AIM OF THE TASK |
Pull out the lines from the one containing "office building in the image above." through the one containing "66 810 87 843", both included, and reproduce them verbatim.
══ PROVIDED RECORDS ══
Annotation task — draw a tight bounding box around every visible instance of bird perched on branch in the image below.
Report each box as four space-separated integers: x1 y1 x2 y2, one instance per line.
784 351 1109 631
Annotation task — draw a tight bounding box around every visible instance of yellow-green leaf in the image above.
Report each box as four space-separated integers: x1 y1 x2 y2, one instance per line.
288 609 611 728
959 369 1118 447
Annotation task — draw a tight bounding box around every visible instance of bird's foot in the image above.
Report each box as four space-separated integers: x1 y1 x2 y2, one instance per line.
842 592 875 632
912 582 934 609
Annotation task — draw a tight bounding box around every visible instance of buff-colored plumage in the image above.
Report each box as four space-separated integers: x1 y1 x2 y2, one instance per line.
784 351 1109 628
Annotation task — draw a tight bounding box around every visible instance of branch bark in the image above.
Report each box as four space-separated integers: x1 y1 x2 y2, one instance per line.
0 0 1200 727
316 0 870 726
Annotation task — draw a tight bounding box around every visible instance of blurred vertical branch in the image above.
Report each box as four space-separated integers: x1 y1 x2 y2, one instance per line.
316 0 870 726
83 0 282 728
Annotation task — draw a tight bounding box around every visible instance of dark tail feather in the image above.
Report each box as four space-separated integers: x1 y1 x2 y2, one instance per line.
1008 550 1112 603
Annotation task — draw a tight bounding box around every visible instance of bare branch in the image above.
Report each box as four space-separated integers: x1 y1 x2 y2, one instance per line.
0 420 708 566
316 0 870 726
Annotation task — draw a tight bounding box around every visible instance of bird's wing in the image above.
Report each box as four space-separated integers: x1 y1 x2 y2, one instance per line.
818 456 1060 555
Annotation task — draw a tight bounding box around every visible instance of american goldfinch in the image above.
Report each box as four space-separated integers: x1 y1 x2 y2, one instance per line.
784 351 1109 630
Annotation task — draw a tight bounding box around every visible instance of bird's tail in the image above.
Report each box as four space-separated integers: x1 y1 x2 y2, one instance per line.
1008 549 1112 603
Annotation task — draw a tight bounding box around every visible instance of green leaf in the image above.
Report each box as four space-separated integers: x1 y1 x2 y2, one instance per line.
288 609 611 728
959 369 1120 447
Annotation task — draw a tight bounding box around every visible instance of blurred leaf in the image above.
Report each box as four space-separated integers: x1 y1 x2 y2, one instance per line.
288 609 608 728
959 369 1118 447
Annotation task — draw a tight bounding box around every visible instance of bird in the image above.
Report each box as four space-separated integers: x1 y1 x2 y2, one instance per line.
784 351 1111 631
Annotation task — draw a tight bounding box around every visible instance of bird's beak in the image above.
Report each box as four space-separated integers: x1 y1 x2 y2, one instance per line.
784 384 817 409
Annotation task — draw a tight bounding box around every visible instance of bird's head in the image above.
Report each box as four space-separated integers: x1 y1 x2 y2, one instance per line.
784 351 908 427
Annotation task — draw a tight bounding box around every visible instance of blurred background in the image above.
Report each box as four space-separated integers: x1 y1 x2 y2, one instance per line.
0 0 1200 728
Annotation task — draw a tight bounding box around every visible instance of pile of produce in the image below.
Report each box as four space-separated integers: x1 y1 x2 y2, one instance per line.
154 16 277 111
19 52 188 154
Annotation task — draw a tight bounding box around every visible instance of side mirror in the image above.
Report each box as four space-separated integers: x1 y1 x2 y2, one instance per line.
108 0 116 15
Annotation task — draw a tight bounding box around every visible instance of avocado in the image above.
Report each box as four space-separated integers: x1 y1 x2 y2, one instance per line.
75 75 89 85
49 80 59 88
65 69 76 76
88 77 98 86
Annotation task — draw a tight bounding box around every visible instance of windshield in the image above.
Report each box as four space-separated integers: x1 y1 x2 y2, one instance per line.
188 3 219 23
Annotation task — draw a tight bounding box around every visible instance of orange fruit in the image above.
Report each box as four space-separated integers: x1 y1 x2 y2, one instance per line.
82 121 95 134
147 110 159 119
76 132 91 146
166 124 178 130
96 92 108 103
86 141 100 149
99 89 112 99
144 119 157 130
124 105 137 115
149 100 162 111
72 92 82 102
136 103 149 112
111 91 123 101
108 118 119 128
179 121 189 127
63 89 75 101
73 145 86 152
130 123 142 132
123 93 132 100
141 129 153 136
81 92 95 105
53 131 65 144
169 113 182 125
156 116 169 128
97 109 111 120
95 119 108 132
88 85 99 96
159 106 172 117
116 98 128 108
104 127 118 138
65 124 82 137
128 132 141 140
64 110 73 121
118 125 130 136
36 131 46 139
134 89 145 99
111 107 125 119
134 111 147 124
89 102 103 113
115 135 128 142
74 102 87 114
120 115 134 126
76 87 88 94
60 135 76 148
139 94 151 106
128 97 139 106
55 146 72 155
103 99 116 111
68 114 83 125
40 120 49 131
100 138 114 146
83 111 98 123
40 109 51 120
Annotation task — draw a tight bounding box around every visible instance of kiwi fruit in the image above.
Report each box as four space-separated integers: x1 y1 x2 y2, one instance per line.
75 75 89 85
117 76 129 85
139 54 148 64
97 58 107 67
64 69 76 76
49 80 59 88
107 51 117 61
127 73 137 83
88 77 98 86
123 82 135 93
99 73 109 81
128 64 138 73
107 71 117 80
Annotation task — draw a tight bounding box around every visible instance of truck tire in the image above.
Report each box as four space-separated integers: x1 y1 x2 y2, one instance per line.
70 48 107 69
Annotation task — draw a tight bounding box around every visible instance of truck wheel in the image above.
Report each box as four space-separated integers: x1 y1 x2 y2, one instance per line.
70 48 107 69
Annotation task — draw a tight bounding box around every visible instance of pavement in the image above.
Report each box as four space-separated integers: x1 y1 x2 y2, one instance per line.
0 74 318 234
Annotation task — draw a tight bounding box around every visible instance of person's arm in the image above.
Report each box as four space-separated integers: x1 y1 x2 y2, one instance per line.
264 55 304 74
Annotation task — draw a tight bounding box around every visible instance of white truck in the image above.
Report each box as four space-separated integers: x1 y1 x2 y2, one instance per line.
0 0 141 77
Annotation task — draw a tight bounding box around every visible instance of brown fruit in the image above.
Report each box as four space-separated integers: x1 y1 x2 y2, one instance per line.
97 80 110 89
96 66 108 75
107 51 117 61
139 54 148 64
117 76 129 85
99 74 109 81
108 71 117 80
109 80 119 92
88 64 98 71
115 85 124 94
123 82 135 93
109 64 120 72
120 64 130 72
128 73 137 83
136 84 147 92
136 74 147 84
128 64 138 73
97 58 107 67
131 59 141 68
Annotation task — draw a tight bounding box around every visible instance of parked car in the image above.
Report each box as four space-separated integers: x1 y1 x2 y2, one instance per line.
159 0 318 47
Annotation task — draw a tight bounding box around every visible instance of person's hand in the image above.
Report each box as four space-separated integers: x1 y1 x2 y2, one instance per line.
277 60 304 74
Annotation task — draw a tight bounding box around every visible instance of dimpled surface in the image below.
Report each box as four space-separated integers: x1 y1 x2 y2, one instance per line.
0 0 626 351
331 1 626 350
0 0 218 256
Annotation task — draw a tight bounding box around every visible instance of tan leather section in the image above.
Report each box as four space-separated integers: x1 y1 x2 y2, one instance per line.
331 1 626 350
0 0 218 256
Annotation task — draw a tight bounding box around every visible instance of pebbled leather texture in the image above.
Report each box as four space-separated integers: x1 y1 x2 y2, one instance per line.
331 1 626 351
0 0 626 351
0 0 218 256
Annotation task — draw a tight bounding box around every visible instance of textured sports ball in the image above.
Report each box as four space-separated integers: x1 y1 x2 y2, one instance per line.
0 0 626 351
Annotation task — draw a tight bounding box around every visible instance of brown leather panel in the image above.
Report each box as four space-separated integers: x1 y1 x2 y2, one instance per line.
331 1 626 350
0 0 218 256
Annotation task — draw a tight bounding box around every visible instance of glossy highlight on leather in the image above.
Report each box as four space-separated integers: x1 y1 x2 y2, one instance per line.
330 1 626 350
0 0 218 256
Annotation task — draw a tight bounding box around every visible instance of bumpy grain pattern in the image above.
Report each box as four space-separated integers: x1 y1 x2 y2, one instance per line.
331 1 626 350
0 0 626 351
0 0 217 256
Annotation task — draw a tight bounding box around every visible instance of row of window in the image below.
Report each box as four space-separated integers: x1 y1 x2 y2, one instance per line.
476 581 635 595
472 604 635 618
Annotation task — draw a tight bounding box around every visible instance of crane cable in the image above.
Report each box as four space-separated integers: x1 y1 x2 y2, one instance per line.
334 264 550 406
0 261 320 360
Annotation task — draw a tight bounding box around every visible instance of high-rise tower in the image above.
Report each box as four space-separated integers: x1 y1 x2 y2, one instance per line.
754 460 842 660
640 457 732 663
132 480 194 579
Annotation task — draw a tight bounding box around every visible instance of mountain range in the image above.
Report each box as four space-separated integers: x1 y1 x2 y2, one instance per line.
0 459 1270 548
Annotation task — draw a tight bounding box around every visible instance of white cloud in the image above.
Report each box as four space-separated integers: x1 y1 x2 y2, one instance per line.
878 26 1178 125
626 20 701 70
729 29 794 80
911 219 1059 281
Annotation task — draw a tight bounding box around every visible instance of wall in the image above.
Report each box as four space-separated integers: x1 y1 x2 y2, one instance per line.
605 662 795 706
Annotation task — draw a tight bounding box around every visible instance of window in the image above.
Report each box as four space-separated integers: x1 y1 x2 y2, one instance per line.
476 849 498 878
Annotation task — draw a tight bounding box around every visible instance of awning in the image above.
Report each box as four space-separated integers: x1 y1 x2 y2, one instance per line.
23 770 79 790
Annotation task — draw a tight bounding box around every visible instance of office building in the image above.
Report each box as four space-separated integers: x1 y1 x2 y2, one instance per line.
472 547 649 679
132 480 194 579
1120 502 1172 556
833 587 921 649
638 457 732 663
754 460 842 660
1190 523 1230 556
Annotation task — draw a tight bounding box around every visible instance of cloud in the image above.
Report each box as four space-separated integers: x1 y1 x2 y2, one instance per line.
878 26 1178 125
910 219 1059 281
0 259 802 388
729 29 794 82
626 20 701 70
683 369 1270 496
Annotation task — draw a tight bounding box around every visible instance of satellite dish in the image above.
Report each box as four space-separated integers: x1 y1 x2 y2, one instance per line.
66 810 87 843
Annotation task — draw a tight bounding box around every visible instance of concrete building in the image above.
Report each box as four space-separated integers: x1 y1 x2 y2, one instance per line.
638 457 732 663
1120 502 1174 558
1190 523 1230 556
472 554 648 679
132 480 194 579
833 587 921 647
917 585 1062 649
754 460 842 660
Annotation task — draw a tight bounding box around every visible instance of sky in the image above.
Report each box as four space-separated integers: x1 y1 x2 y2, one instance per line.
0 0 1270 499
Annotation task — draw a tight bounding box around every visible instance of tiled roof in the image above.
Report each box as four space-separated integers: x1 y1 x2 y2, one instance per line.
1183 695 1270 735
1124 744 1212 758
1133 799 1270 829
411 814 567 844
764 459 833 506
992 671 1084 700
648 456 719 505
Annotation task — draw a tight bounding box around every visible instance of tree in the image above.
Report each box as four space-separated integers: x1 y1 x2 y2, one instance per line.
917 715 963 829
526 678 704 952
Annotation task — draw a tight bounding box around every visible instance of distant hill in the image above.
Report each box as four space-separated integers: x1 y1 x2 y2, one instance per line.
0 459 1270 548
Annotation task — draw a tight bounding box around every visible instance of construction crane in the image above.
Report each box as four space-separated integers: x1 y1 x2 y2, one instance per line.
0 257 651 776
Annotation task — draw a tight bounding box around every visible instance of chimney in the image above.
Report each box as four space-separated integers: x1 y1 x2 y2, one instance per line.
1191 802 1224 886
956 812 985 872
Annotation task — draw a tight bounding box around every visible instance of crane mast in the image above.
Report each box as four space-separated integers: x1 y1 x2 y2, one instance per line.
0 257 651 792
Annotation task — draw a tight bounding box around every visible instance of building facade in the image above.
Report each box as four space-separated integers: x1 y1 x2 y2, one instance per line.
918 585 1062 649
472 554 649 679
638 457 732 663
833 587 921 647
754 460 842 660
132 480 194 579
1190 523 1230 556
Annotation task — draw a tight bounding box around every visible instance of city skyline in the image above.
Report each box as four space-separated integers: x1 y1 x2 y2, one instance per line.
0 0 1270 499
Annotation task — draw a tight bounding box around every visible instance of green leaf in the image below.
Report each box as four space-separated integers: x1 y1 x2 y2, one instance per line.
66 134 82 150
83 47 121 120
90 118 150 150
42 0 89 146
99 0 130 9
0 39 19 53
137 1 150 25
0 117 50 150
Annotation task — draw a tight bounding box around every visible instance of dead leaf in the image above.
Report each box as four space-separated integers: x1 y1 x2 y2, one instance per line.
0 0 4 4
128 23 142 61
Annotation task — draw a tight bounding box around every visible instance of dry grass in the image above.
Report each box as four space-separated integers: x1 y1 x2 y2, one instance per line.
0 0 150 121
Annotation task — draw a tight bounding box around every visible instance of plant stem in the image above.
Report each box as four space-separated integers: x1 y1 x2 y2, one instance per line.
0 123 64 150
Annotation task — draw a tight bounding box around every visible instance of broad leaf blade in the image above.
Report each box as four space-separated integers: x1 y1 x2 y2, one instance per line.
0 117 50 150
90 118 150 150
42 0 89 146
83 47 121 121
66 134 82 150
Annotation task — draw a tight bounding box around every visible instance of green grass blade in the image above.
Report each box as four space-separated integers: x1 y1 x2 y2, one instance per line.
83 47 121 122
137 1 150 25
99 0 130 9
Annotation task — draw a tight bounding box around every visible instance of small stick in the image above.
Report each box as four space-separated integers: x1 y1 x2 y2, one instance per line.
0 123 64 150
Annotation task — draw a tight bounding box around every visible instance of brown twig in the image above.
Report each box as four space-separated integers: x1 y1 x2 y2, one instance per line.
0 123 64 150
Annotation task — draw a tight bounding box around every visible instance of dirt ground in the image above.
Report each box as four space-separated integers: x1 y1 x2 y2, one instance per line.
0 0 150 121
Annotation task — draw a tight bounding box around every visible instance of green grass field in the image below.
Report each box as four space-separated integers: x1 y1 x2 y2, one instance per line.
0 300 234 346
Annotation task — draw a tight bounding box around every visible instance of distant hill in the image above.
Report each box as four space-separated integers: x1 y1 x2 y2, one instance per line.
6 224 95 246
═══
ANSWER TO THE PROBLEM |
Annotation task — draw a tight bounding box around every visible instance of office building in the image above.
Report each box as four space-separated integers: x1 y1 x2 y2, one instance per line.
472 547 649 679
132 480 194 579
1120 502 1172 556
833 587 921 649
638 457 732 663
754 460 842 660
1190 523 1230 556
Annotation task — draw a tight bounding box around every visible instance of cloud in the image above.
Report each box as four space-separated integers: x1 y1 x2 y2, one instance per line.
878 26 1178 125
910 219 1059 281
0 259 802 388
729 29 794 82
626 20 701 70
683 369 1270 496
Annotation task — draw a tight bounding box around every visible instance of satellite dish in the image above.
Report each box as four space-separated integers: x1 y1 x2 y2, one instance per line.
66 810 87 843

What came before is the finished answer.